[Предложенный фрагмент]

----

– Для начала – вопрос про арифметику. Дмитрий Бак написал книгу про сотню современных поэтов. Алексей Алехин считает, что их в десять раз больше, если сосчитать авторов журнала «Арион». А сколько, по-твоему, поэтов в России и каково их оптимальное количество?
– Думаю, что все-таки настоящих, больших поэтов много быть не может. Если мы посмотрим назад на ХХ век, можно называть разные имена, но вот по самой высшей мере – их около десяти, на разные вкусы. Для меня это – Мандельштам, Пастернак, Ахматова, Цветаева. Если перейти к концу века, понятно, что это Бродский, а также такой непризнанный гений, как Губанов, например. К сожалению, малоизвестный замечательный поэт Алексей Прасолов. Да много имен…
Вообще, русская поэзия чрезвычайно богата. Про оптимальное количество поэтов на душу населения говорить, конечно, странно, потому что искусство вообще и поэзию в частности нельзя загнать в арифметические или какие-то другие рамки. Если же пофантазировать, пусть будет на миллион читателей один крупный поэт. То есть примерно полторы сотни больших поэтов набрать можно. Хороших, действительно хороших поэтов много – достаточно открыть «Журнальный зал».
У нас сложилась уникальная ситуация, когда работают ребята и девчонки моего поколения, есть даже уже моложе, те, кому 20, 22, 23 года – и в то же самое время пишут наши классики: Евгений Рейн, Олег Чухонцев, Александр Кушнер, которые кому-то в прадедушки годятся! Получается, сразу несколько поколений русской поэзии работают параллельно. Такого никогда не было. Вот поэтому, действительно, сегодня богатейшее, интереснейшее время. И жить сейчас – большое счастье.
– Но, мне кажется, немножко сложно говорить о преемственности. Вряд ли Рейн и нынешние двадцатилетние читают друг друга…
– Двадцатилетние – читают Рейна. И я его очень люблю как поэта. Сейчас в нашей литературе несколько поэтических пластов. Нельзя, конечно, сказать, Гандлевский учится у Рейна, а мы учимся у Гандлевского. Но и это хорошо. Настоящий поэт всегда найдет свой путь.
– Коль скоро ты назвал наших мэтров, прошу озвучить также имена из поколения тридцатилетних. Насколько эта генерация перспективна?
– Вот все вокруг говорят про прозу нынешних тридцатилетних. Естественно, многих из них я знаю, приятельствую со многими. Но, честно скажу, не восхищаюсь этим прозаическим поколением. В отличие от поэтического. Первый из поэтов, кто приходит на ум – мой друг-соперник Антон Азаренков. Он замечательный поэт, думаю, у него большое будущее.

----

[Показанный материал]
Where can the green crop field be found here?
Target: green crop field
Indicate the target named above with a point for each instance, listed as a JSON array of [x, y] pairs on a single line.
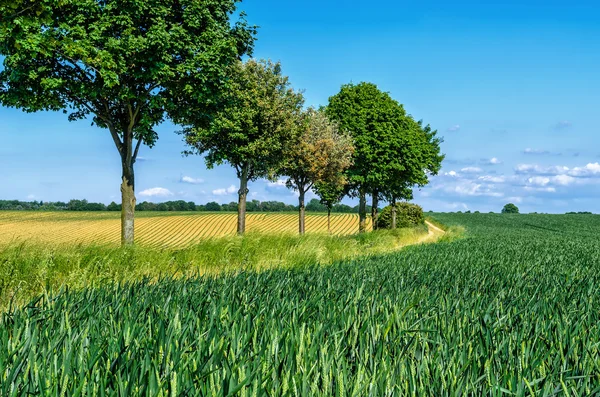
[[510, 308]]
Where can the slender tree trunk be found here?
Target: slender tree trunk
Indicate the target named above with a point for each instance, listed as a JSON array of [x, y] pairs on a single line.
[[301, 210], [127, 203], [375, 210], [242, 194], [394, 209], [362, 211]]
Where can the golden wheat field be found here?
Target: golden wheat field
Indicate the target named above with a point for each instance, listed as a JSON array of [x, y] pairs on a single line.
[[155, 228]]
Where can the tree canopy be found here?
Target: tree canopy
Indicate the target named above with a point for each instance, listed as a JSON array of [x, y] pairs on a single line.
[[393, 152], [321, 154], [125, 64], [250, 132]]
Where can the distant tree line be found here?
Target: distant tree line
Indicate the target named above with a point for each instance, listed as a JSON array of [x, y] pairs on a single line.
[[313, 205], [191, 62]]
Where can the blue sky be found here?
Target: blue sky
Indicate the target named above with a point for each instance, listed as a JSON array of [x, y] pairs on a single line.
[[513, 87]]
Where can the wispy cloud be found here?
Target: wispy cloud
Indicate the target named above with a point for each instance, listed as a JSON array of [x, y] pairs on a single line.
[[156, 192], [190, 180], [492, 161], [539, 152], [471, 170], [225, 191], [563, 125]]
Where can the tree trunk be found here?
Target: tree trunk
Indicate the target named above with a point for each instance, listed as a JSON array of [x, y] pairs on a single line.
[[362, 211], [242, 194], [394, 209], [301, 210], [127, 203], [375, 210]]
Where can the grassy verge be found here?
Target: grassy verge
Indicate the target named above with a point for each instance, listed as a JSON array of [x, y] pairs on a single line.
[[27, 270], [509, 310]]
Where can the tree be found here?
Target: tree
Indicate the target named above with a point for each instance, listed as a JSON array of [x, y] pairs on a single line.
[[372, 117], [330, 193], [125, 64], [510, 208], [419, 149], [321, 153], [391, 148], [252, 130]]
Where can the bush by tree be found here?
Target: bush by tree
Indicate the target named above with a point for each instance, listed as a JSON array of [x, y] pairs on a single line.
[[510, 208], [124, 64], [391, 149], [408, 215]]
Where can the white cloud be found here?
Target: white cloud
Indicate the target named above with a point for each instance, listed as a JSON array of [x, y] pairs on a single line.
[[534, 169], [492, 179], [190, 180], [535, 151], [224, 192], [562, 125], [564, 180], [492, 161], [279, 182], [592, 169], [540, 189], [156, 192], [471, 170]]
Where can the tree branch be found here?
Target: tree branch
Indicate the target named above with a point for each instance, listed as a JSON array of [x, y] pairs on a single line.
[[137, 149]]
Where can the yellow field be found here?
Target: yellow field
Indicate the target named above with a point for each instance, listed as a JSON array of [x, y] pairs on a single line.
[[155, 228]]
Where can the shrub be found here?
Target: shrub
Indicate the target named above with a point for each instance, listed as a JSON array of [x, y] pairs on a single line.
[[407, 215]]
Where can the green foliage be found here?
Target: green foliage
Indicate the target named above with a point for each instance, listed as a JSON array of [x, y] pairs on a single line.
[[121, 63], [510, 209], [330, 193], [393, 151], [125, 64], [407, 215], [251, 131], [320, 154], [510, 309]]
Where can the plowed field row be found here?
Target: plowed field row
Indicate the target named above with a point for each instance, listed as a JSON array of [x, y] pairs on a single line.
[[161, 230]]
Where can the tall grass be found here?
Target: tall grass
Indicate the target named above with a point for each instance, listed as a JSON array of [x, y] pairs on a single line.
[[27, 270], [511, 309]]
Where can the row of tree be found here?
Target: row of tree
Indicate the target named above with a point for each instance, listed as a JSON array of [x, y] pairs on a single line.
[[313, 205], [131, 65]]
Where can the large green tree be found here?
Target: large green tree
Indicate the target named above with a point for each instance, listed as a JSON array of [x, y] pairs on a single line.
[[330, 193], [419, 150], [391, 148], [321, 153], [252, 131], [122, 63]]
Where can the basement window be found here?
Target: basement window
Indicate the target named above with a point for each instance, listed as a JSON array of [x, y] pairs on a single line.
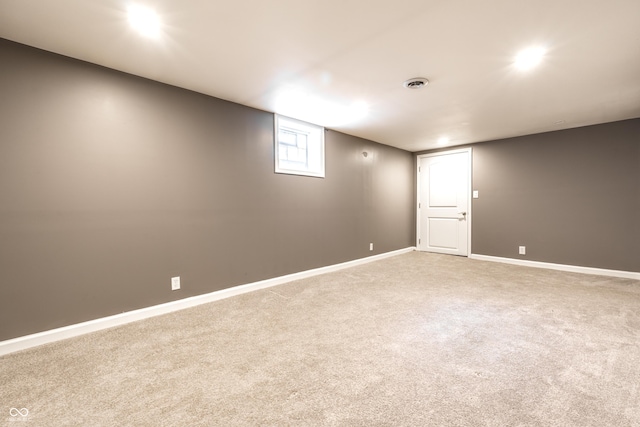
[[299, 147]]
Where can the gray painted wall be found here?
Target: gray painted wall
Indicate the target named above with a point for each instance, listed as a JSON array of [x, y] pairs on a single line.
[[571, 197], [111, 184]]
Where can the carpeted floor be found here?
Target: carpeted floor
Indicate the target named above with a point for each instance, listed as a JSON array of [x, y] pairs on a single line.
[[415, 340]]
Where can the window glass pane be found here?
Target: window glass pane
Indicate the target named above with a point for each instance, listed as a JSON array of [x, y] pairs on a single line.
[[300, 148]]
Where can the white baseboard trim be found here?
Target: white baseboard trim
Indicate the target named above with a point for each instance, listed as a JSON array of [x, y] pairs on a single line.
[[45, 337], [561, 267]]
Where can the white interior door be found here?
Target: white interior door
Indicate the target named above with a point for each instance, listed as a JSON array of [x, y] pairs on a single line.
[[444, 202]]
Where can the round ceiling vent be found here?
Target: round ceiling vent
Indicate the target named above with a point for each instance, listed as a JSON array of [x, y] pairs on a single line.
[[416, 83]]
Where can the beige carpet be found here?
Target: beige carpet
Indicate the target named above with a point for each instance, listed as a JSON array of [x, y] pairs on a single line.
[[414, 340]]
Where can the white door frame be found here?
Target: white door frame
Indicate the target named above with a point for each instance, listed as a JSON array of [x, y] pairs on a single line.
[[470, 200]]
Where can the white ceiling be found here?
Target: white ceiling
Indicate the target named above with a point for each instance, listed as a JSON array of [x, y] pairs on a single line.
[[315, 59]]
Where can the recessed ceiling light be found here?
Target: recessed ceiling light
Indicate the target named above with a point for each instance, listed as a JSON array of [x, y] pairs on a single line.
[[416, 83], [144, 20], [529, 58]]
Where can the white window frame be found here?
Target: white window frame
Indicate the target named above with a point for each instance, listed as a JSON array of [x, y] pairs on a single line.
[[314, 147]]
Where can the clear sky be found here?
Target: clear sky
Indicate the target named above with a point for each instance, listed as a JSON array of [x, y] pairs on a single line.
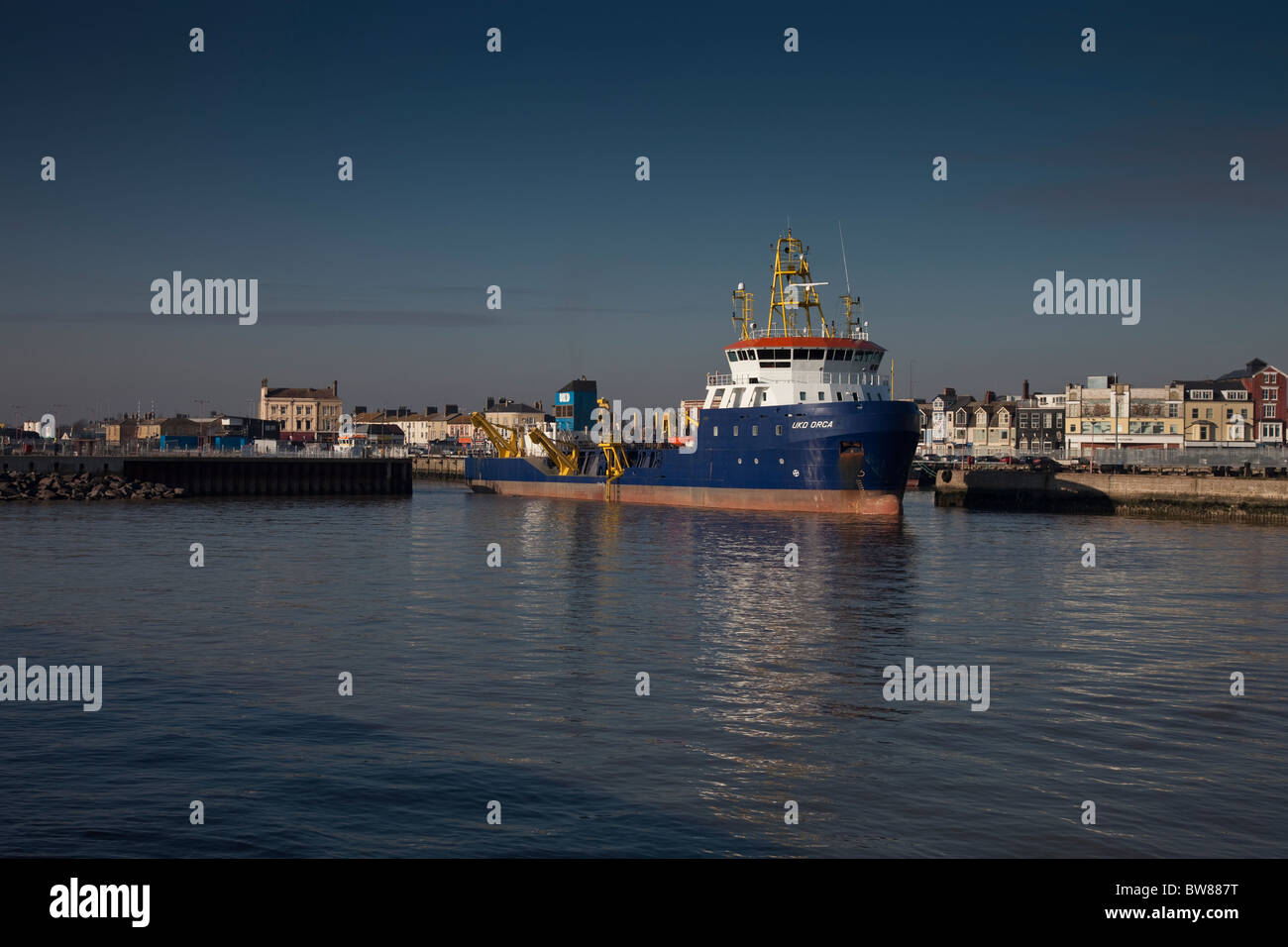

----

[Задания]
1. Можете дословно воспроизвести часть интервью о поэзии — всё начиная со слов «У нас сложилась» и вплоть до слов «найдет свой путь.»?
2. Как продолжилось бы интервью о поэзии дальше? Напишите следующую часть, начиная сразу после его последней фразы.
Позиции никак не связаны с интервью о поэзии.

[Ожидаемые ответы]
1.
У нас сложилась уникальная ситуация, когда работают ребята и девчонки моего поколения, есть даже уже моложе, те, кому 20, 22, 23 года – и в то же самое время пишут наши классики: Евгений Рейн, Олег Чухонцев, Александр Кушнер, которые кому-то в прадедушки годятся! Получается, сразу несколько поколений русской поэзии работают параллельно. Такого никогда не было. Вот поэтому, действительно, сегодня богатейшее, интереснейшее время. И жить сейчас – большое счастье.
– Но, мне кажется, немножко сложно говорить о преемственности. Вряд ли Рейн и нынешние двадцатилетние читают друг друга…
– Двадцатилетние – читают Рейна. И я его очень люблю как поэта. Сейчас в нашей литературе несколько поэтических пластов. Нельзя, конечно, сказать, Гандлевский учится у Рейна, а мы учимся у Гандлевского. Но и это хорошо. Настоящий поэт всегда найдет свой путь.

2.
Конечно, хочется назвать и своих друзей – Варю Заборцеву, Гришу Князева… С Гришей вообще ситуация очень интересная была. Когда я в первый раз прочел его стихи, они мне показались хорошими, правильными – и довольно скучными. То есть я в них не отыскал ничего особенного. И путь для того, чтобы открыть Гришу, чудесного поэта, звучащего на высокой, чистой ноте был у меня довольно долгим. Павел Крючков несколько раз мне говорил: а ты вот так посмотри на Князева, а теперь с этого угла, потом еще раз смени оптику. И вдруг словно какие-то окна распахнулись, и вот она – классическая свежесть…
– А это не оксюморон – классическая свежесть?
– Классическое в Грише есть, это очевидно. Но весь с тем же – такой настоящий, чистый, высокий при всей кажущейся правильности и классичности…
– А вот Бориса Пейгина и Марию Затонскую ты причисляешь к своему поэтическому поколению?
–Ну, Боря все-таки постарше. И Костя Комаров. И Лена Жамбалова, светлая ей память. В Липки мы входили, считай, вместе. Я – немногим позже. Маша Затонская – чудесный поэт, один из лучших в поколении. Пейгин – тоже сильный, замечательный поэт, за ним чувствуется какое-то абсолютно поэтическое гудение. Вообще, очень много имен можно назвать из тех, кому сейчас не больше сорока.
– Когда человек входит в литературу, у него уже есть определенный круг авторитетов в поэзии и прозе. Когда же молодой автор обретает свой голос, этот список заметно измениться. А твои кумиры – одни и те же на всю жизнь?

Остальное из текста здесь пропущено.